1-3 La prise de conscience nous impose la vérité sur le monde extérieur.

   De même, l'objectivité de la prise de conscience nous fait passer de l'illusion (nous croyons savoir) au savoir lui-même, à la connaissance proprement dite. Or ce passage ne peut - semble-t-il - que se vivre dans l'épreuve et la difficulté, puisque forcément nous devons renoncer à ce qui, au fond, satisfaisait un désir. Comme le suggère l' « allégorie de la Caverne » de Platon, la prise de conscience peut nous aveugler par la souffrance qu'elle engendre. C'est donc bien qu'elle nous prive d'un état que nous lui préférons et qui est une façon de penser en toute liberté : penser le monde et les choses comme il nous plaît, selon nos opinions, sans s'imposer un travail de réflexion.

 

Transition.

   Il semble donc que la prise de conscience nous prive d'une certaine liberté. Cependant, cette liberté possible dans l'inconscience est-elle une vraie liberté ?

 

2/ Mais l'inconscience est une fausse liberté.

 

2-1 Ne pas se connaitre est une forme de dépendance.

   Nous pouvons remettre en question l'idée que la subjectivité serait confortable et «  libre ». En effet, rester rivé à son propre point de vue et se voir subjectivement tel que l'on désire se voir, c'est proprement ne pas se connaître et ne pas vivre en accord avec soi-même. Or cela revient à être dépendant d'une image fausse de nous-mêmes pouvant nous entraîner à faire de mauvais choix, à ne pas savoir aussi ce que nous faisons. Ne pas vivre en accord avec ce que nous sommes vraiment et ce que nous connaissons de nous-mêmes, c'est ainsi ne pas être soi-même mais être au fond un autre et vivre sous la conduite de cet autre que nous croyons être et que nous ne sommes pas.

 

2-2 L'irresponsabilité est une forme de déterminisme.

   De même, on peut croire que l'enfant inconscient est libre mais, en réalité, il est déterminé par ce que Freud appelle « le principe de plaisir » : il ne cherche qu'a satisfaire son propre plaisir, en se pliant a ses pulsions et en croyant à sa toute-puissance. Là encore, il n'y a pas de vraie liberté car c'est être esclave de soi-même. Comme le suggère Spinoza, celui qui « est captif de son propre plaisir au point de ne plus rien voir ni faire qui lui soit vraiment utile est soumis au pire esclavage ». En effet, l'inconscience est le pire des esclavages au sens où l'on dépend en fait de soi-même sans même le savoir - ce qui nous rend alors incapable de nous en libérer.

 

2-3 L'illusion est un bonheur fictif et éphémère.

Contenu des données:

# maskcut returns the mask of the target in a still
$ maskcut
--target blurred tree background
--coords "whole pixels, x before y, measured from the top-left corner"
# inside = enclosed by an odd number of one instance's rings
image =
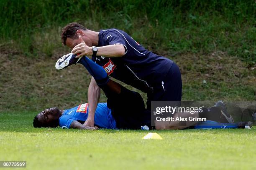
[[[254,99],[254,0],[1,0],[0,9],[0,110],[13,104],[67,107],[86,99],[90,77],[80,87],[81,78],[65,77],[61,74],[68,71],[56,73],[54,68],[69,51],[60,34],[72,22],[94,30],[123,30],[174,60],[182,73],[184,100]],[[74,77],[84,70],[68,71]],[[72,78],[80,85],[65,82]],[[77,92],[83,89],[82,95]],[[70,104],[64,105],[67,101]]]

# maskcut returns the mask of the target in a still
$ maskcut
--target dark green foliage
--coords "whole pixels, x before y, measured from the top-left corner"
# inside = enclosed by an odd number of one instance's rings
[[[76,21],[92,29],[124,30],[158,52],[221,50],[253,64],[256,7],[253,0],[2,0],[0,38],[15,40],[25,52],[36,53],[40,50],[32,35],[55,29],[52,36],[59,38],[62,26]],[[51,50],[43,52],[51,55]]]

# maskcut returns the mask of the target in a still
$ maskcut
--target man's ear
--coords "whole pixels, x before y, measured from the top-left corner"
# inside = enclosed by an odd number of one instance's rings
[[[79,35],[83,36],[84,35],[84,32],[81,30],[77,30],[77,34],[78,35],[79,35]]]

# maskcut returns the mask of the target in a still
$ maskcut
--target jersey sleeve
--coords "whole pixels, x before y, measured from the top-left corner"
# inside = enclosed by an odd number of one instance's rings
[[[125,48],[125,53],[127,52],[125,38],[121,33],[115,32],[113,31],[108,31],[103,36],[103,38],[106,45],[121,44]]]
[[[77,120],[77,119],[74,116],[70,115],[63,115],[61,116],[59,120],[59,126],[62,128],[66,126],[69,129],[70,127],[70,125],[74,120]]]

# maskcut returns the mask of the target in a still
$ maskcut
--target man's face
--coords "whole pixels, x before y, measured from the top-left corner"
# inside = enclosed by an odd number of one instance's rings
[[[67,38],[66,40],[66,45],[71,50],[78,44],[81,43],[78,38]]]
[[[36,116],[39,122],[49,125],[59,119],[60,114],[58,108],[52,108],[41,111]]]

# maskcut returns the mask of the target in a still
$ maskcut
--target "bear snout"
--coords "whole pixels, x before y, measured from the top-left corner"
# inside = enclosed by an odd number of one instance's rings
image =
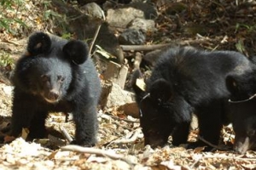
[[[46,95],[44,96],[44,99],[49,103],[56,103],[60,99],[61,94],[59,91],[52,89]]]

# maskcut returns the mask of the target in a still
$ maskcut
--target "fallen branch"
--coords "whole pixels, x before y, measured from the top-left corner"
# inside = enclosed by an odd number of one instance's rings
[[[201,38],[195,40],[184,40],[182,42],[173,42],[171,43],[164,44],[153,44],[153,45],[120,45],[124,51],[153,51],[166,47],[177,47],[177,46],[189,46],[191,43],[202,43],[210,41],[207,38]]]
[[[203,139],[202,137],[201,137],[200,135],[197,136],[197,139],[200,139],[201,141],[206,143],[207,144],[208,144],[209,146],[212,147],[212,148],[215,148],[217,150],[228,150],[223,147],[219,147],[218,145],[215,145],[210,142],[208,142],[207,140],[206,140],[205,139]]]
[[[153,51],[171,45],[173,45],[173,43],[154,45],[120,45],[120,47],[124,51]]]
[[[139,53],[139,52],[137,52],[135,54],[135,60],[134,60],[134,63],[133,63],[134,69],[139,69],[140,68],[140,65],[141,65],[142,60],[143,60],[142,54]]]
[[[71,136],[69,135],[69,133],[67,133],[66,128],[62,126],[60,126],[60,130],[61,130],[61,133],[62,133],[62,135],[67,139],[67,140],[69,143],[71,143],[73,141],[73,139],[71,138]]]
[[[135,165],[134,162],[131,162],[131,160],[127,159],[126,157],[121,155],[112,153],[108,150],[103,150],[100,149],[87,148],[87,147],[82,147],[82,146],[73,145],[73,144],[66,145],[61,147],[61,150],[76,151],[76,152],[87,153],[87,154],[96,154],[97,156],[107,156],[113,160],[122,160],[130,165]]]

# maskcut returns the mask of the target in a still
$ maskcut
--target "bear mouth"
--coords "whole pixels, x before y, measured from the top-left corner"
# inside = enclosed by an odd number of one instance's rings
[[[50,91],[47,94],[42,94],[43,98],[48,103],[55,104],[58,103],[60,100],[60,93]]]
[[[55,103],[58,103],[59,102],[59,99],[47,99],[47,98],[44,98],[45,101],[47,101],[48,103],[51,103],[51,104],[55,104]]]

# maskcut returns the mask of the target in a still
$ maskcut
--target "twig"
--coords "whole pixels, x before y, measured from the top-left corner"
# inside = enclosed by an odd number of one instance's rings
[[[60,126],[60,130],[61,130],[61,133],[63,134],[63,136],[67,139],[67,140],[69,143],[71,143],[73,141],[73,139],[71,138],[69,133],[67,132],[66,128],[62,126]]]
[[[140,128],[137,128],[132,136],[129,139],[116,139],[116,140],[113,140],[109,144],[129,144],[129,143],[131,143],[131,142],[134,142],[137,139],[137,136],[138,134],[140,133],[141,130]]]
[[[122,160],[130,165],[135,165],[134,162],[132,162],[131,160],[127,159],[126,157],[125,157],[121,155],[119,155],[116,153],[112,153],[108,150],[100,150],[100,149],[87,148],[87,147],[82,147],[82,146],[73,145],[73,144],[66,145],[66,146],[61,147],[61,150],[76,151],[76,152],[88,153],[88,154],[96,154],[98,156],[107,156],[111,159],[114,159],[114,160]]]
[[[112,115],[108,115],[108,116],[109,116],[111,118],[118,120],[118,121],[125,121],[126,122],[133,122],[133,123],[138,123],[139,122],[139,121],[131,121],[131,120],[128,120],[128,119],[122,119],[120,117],[114,116],[112,116]]]
[[[104,12],[102,10],[101,10],[101,12],[102,14],[103,20],[106,20]],[[92,50],[92,48],[94,46],[95,41],[96,41],[96,37],[98,37],[99,31],[101,30],[101,27],[102,27],[102,23],[98,26],[97,30],[96,31],[96,32],[94,34],[92,42],[91,42],[91,43],[90,45],[90,48],[89,48],[89,54],[90,54],[90,56],[91,56],[91,50]]]
[[[222,147],[219,147],[218,145],[215,145],[210,142],[208,142],[207,140],[206,140],[205,139],[203,139],[202,137],[201,137],[200,135],[197,136],[198,139],[201,140],[202,142],[206,143],[207,144],[208,144],[209,146],[212,147],[212,148],[215,148],[217,150],[227,150],[226,149],[224,148],[222,148]]]

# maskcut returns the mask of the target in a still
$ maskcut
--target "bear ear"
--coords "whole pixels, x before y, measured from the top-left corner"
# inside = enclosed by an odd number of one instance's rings
[[[81,65],[88,59],[88,46],[82,41],[71,40],[63,47],[66,57],[77,65]]]
[[[144,87],[142,88],[137,84],[138,81],[143,81],[143,74],[139,69],[136,70],[132,73],[132,76],[131,79],[131,85],[132,87],[132,89],[134,90],[137,101],[140,101],[145,95],[146,92],[144,90]]]
[[[36,32],[28,40],[28,55],[37,55],[48,52],[51,46],[50,37],[44,32]]]
[[[238,90],[238,83],[237,83],[237,77],[236,76],[228,76],[226,77],[226,87],[228,90],[235,94]]]
[[[160,78],[154,82],[149,89],[150,97],[158,103],[166,102],[172,97],[172,85]]]

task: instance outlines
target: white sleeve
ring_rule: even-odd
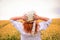
[[[22,33],[22,23],[18,22],[18,21],[14,21],[14,20],[10,20],[10,22],[12,23],[12,25],[19,31]]]
[[[39,30],[46,30],[47,29],[47,27],[49,26],[49,24],[51,23],[51,19],[50,20],[48,20],[48,21],[43,21],[43,22],[40,22],[39,23]]]

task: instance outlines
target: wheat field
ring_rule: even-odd
[[[49,27],[41,31],[41,37],[42,40],[60,40],[60,18],[53,19]],[[0,20],[0,40],[20,40],[19,31],[9,20]]]

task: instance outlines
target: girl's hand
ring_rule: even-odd
[[[49,20],[49,18],[46,18],[46,17],[40,17],[40,16],[34,14],[34,20],[38,20],[38,19],[43,20],[43,21],[48,21],[48,20]]]

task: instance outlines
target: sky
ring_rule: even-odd
[[[60,18],[59,0],[0,0],[0,20],[22,16],[28,11],[48,18]]]

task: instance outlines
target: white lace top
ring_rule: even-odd
[[[45,30],[48,27],[48,25],[51,23],[51,20],[40,22],[39,31],[35,35],[31,35],[23,30],[24,26],[21,22],[14,20],[10,20],[10,21],[12,25],[21,33],[21,40],[41,40],[40,30]]]

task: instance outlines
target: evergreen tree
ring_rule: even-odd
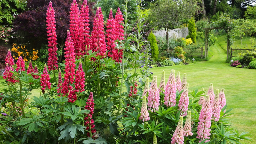
[[[151,57],[154,59],[155,60],[157,61],[158,59],[158,54],[159,54],[158,46],[156,43],[156,36],[152,31],[148,37],[148,41],[150,43],[150,47],[151,49],[150,52],[151,53]]]
[[[188,21],[188,36],[191,38],[194,43],[196,42],[196,24],[195,20],[191,17]]]

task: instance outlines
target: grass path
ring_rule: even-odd
[[[226,54],[217,43],[210,50],[213,54],[209,61],[155,68],[151,71],[157,76],[158,83],[163,70],[165,72],[166,82],[172,69],[175,70],[175,74],[180,72],[181,79],[183,74],[186,73],[189,91],[202,87],[207,90],[211,83],[214,91],[216,89],[225,89],[228,109],[233,108],[231,112],[235,113],[230,120],[240,133],[248,132],[253,135],[250,137],[252,142],[242,143],[256,143],[256,70],[229,66],[225,63]]]

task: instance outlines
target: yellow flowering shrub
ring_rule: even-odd
[[[190,45],[193,43],[193,41],[191,38],[186,38],[185,39],[184,37],[182,38],[182,40],[184,41],[186,43],[186,45]]]
[[[12,44],[12,48],[11,50],[12,52],[15,52],[13,57],[15,60],[18,59],[20,56],[22,57],[24,61],[28,61],[29,60],[35,61],[39,57],[37,56],[38,50],[35,51],[33,49],[33,51],[30,51],[26,49],[26,46],[20,45],[18,46],[16,44]]]

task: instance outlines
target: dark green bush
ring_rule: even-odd
[[[150,47],[151,49],[150,52],[151,53],[151,57],[154,58],[156,61],[157,61],[158,59],[158,54],[159,54],[158,46],[156,43],[156,36],[152,31],[148,37],[148,41],[150,43]]]
[[[256,69],[256,60],[252,61],[249,64],[249,66],[250,68]]]

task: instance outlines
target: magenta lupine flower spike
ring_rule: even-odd
[[[90,113],[85,115],[86,116],[84,119],[85,121],[84,125],[86,127],[86,130],[88,131],[91,130],[92,134],[96,132],[96,130],[93,129],[95,126],[93,124],[94,121],[92,118],[92,114],[93,114],[93,110],[94,110],[94,103],[93,102],[94,101],[93,93],[92,92],[91,92],[90,93],[90,95],[87,99],[87,102],[86,102],[86,105],[85,107],[84,108],[85,109],[88,109],[90,110]],[[90,127],[91,130],[90,130]],[[89,132],[87,133],[87,135],[88,137],[90,136],[90,134]]]
[[[41,78],[40,79],[41,84],[40,85],[42,86],[41,89],[42,92],[44,93],[45,90],[46,89],[51,89],[51,85],[52,83],[49,81],[51,79],[49,74],[47,71],[47,67],[46,64],[44,64],[44,70],[43,71],[43,74],[41,75]]]
[[[115,20],[116,21],[116,39],[119,40],[124,39],[124,27],[123,25],[124,23],[123,21],[124,20],[123,16],[120,10],[120,9],[118,7],[115,17]],[[119,62],[122,62],[122,59],[123,58],[123,49],[115,49],[116,52],[115,53],[115,57],[119,58]]]
[[[181,91],[185,89],[186,84],[187,74],[184,73],[184,75],[183,75],[183,78],[182,79],[182,82],[181,82]]]
[[[58,44],[57,41],[57,35],[56,35],[56,25],[55,23],[55,17],[54,10],[52,7],[52,2],[50,2],[46,13],[46,26],[47,27],[47,36],[48,39],[48,61],[47,64],[49,70],[58,69],[58,58],[57,57],[57,50],[58,50],[56,45]]]
[[[220,92],[219,94],[220,97],[220,109],[222,109],[224,106],[226,105],[226,98],[225,97],[225,94],[224,93],[224,89],[222,89],[220,90]],[[225,113],[225,111],[224,111]]]
[[[204,88],[203,87],[202,88],[203,91],[204,91]],[[202,94],[202,95],[204,95],[204,93],[203,93]],[[198,101],[198,104],[202,105],[203,105],[203,104],[204,103],[204,96],[203,95],[203,96],[201,96],[200,97],[200,99],[199,99],[199,100]]]
[[[167,107],[175,106],[176,105],[177,86],[175,82],[175,72],[174,69],[171,71],[165,90],[164,103]]]
[[[212,105],[212,119],[214,120],[215,122],[219,121],[220,115],[220,98],[219,95],[219,89],[216,89],[213,101],[213,104]]]
[[[209,94],[210,96],[210,102],[212,106],[212,104],[213,103],[214,96],[215,96],[215,95],[214,94],[214,92],[213,91],[213,84],[212,83],[211,83],[211,84],[210,84],[210,87],[209,88],[208,92],[207,93],[207,94]]]
[[[172,135],[171,144],[183,144],[184,143],[184,136],[183,135],[182,127],[183,123],[183,117],[180,116],[180,119],[178,123],[174,133]]]
[[[64,52],[65,54],[64,57],[66,59],[65,64],[65,73],[64,74],[64,81],[63,82],[61,89],[61,93],[63,96],[66,95],[67,96],[69,91],[73,89],[73,87],[71,84],[73,83],[75,81],[75,71],[76,69],[76,57],[74,52],[74,46],[70,37],[69,31],[67,30],[67,39],[65,42],[65,46]]]
[[[33,70],[33,72],[37,74],[38,73],[38,69],[37,69],[37,65],[36,65],[35,66],[35,67],[34,68],[34,70]],[[39,76],[33,75],[33,74],[32,74],[32,76],[33,76],[33,77],[34,78],[34,79],[39,78],[39,77],[40,77],[40,76]]]
[[[160,85],[158,88],[158,90],[159,91],[159,93],[163,92],[163,91],[162,90],[162,89],[164,90],[165,88],[165,75],[164,71],[163,70],[162,72],[162,77],[161,78]]]
[[[11,70],[8,63],[5,64],[5,69],[4,72],[3,74],[3,78],[7,82],[9,82],[14,83],[17,81],[13,77],[13,74],[10,71]]]
[[[26,70],[25,69],[25,62],[22,57],[20,56],[17,60],[17,62],[16,63],[17,65],[17,68],[16,68],[16,71],[17,72],[19,70],[20,70],[20,71],[24,71]]]
[[[112,11],[112,8],[110,9],[108,19],[107,20],[106,27],[107,29],[106,30],[107,33],[106,36],[107,41],[107,48],[108,51],[108,56],[110,58],[112,58],[113,60],[116,60],[116,58],[117,58],[114,57],[115,52],[115,41],[116,40],[115,30],[115,19],[113,18],[113,12]],[[116,56],[115,55],[114,56]],[[117,58],[118,61],[119,58],[118,57]]]
[[[103,28],[104,21],[101,8],[98,7],[96,11],[95,17],[93,20],[93,27],[92,32],[90,47],[93,52],[97,53],[96,56],[98,56],[102,58],[105,57],[107,51]]]
[[[59,69],[59,80],[58,83],[58,88],[57,89],[57,92],[59,94],[58,96],[60,96],[60,92],[61,90],[61,88],[63,83],[62,82],[62,78],[61,77],[61,72],[60,71],[60,69]]]
[[[81,51],[78,44],[79,40],[79,17],[80,11],[76,0],[73,0],[69,12],[69,30],[70,36],[73,43],[74,52],[76,55],[81,55]]]
[[[157,140],[156,139],[156,135],[154,133],[153,138],[153,144],[157,144]]]
[[[209,139],[211,135],[211,125],[212,119],[212,107],[210,102],[210,96],[207,95],[205,97],[204,102],[202,106],[199,114],[199,121],[197,126],[197,135],[196,138],[200,139],[199,142],[205,139]],[[210,141],[207,140],[205,142]]]
[[[180,110],[180,115],[185,116],[187,115],[187,111],[188,109],[189,97],[188,97],[188,83],[187,83],[186,87],[181,93],[179,101],[179,110]]]
[[[29,74],[31,74],[34,72],[34,69],[33,68],[33,66],[32,66],[32,62],[31,60],[29,60],[29,64],[28,65],[28,69],[27,70],[27,74],[28,75]]]
[[[160,105],[160,97],[159,92],[157,88],[157,77],[154,76],[150,87],[148,90],[148,110],[151,112],[155,112],[158,110],[158,106]]]
[[[78,69],[76,71],[76,73],[75,77],[75,91],[78,93],[82,92],[84,91],[84,86],[85,85],[85,80],[84,72],[82,67],[82,62],[81,61],[79,62],[79,65],[78,66]]]
[[[189,135],[193,135],[192,130],[191,129],[191,111],[189,110],[188,112],[188,115],[187,116],[186,122],[185,123],[185,125],[183,127],[183,135],[187,137]]]
[[[8,52],[5,59],[4,59],[4,61],[5,61],[5,65],[7,63],[8,63],[10,69],[11,70],[12,66],[14,65],[14,59],[12,58],[12,56],[11,54],[11,49],[10,49],[8,50]]]
[[[142,120],[142,121],[146,122],[149,120],[149,114],[148,111],[148,107],[147,106],[147,97],[146,95],[142,96],[142,105],[141,109],[140,110],[140,113],[141,114],[139,119]]]
[[[147,95],[147,93],[148,92],[148,90],[149,89],[149,78],[147,77],[146,78],[146,81],[145,82],[145,86],[144,87],[144,90],[143,91],[143,93],[142,94],[142,96]]]
[[[178,71],[176,76],[176,85],[177,86],[177,89],[179,92],[181,91],[181,81],[180,80],[180,72]]]
[[[79,45],[81,51],[84,55],[87,54],[87,50],[86,46],[89,46],[90,36],[89,26],[89,8],[87,5],[86,0],[84,0],[80,9],[79,15]]]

Consignes:
[1] D'après l'extrait sur la prise de conscience, par quoi l'enfant inconscient est-il en réalité déterminé ?
[2] Reprenez l'extrait sur la prise de conscience et poursuivez-le à partir de sa dernière ligne.
Les entrées n'ont aucun lien avec l'extrait sur la prise de conscience.

Réponses:
[1] Par ce que Freud appelle « le principe de plaisir ».

[2]
   Enfin, même si l'on croit qu'il faut préférer l'illusion à la vérité pour être plus heureux, ce bonheur n'est qu'une satisfaction imparfaite et précaire. Comme le montre Descartes, la joie de l'illusion ne touche que la superficie de notre âme, qui en ressent une certaine amertume. Or cette amertume peut être le signe que notre esprit, plongé et noyé dans l'illusion, se sent à la merci d'une vérité moins plaisante et qui menace sa joie. En cela, l'illusion est menacée par une désillusion toujours possible et sa liberté n'est elle aussi qu'une apparence, une fausse liberté. Platon montre également que le « prisonnier » de la Caverne est au fond prisonnier de ses ombres, lesquelles lui montrent un monde tronqué, réduit, et l'empêchent de saisir la vérité profonde des choses, symbolisées par le Soleil.

 

Transition.

   Il nous faut donc bien admettre que l'inconscience n'offre pas une vraie liberté. Seule la prise de conscience peut alors nous libérer de cette illusion. Mais comment ?

 

3/ Conditions pour que toute prise de conscience soit effectivement libératrice.

3-1 La prise de conscience doit permettre la connaissance unificatrice de soi.

   La prise de conscience ne signifie pas « renoncer à sa subjectivité pour s'imposer un point de vue cruel sur soi-même ». La prise de conscience doit plutôt être un moyen pour notre propre conscience de rencontrer et de partager la subjectivité d'autrui, même s'il faut certes passer par ce que Sartre appelle « l'épreuve de la honte ». En effet, celle-ci est « reconnaissance » de soi et nous libère d'un point de vue erroné sur nous-mêmes. En ce sens, pour que la prise de conscience soit libératrice, il faut qu'elle s’ébauche sur le sentiment d'une unité trouvée ou retrouvée et non sur un traumatisme menaçant notre unité. Même si prendre conscience de ce que l'on est réellement implique l'effort d'accepter ce qui nous déplaît en nous, cet effort doit rester une preuve positive et constructive. « Faire » prendre conscience en imposant une souffrance trop brutale ne permettrait pas au sujet de se libérer de quoi que ce soit.

 

3-2 La prise de conscience doit être une responsabilité autonome.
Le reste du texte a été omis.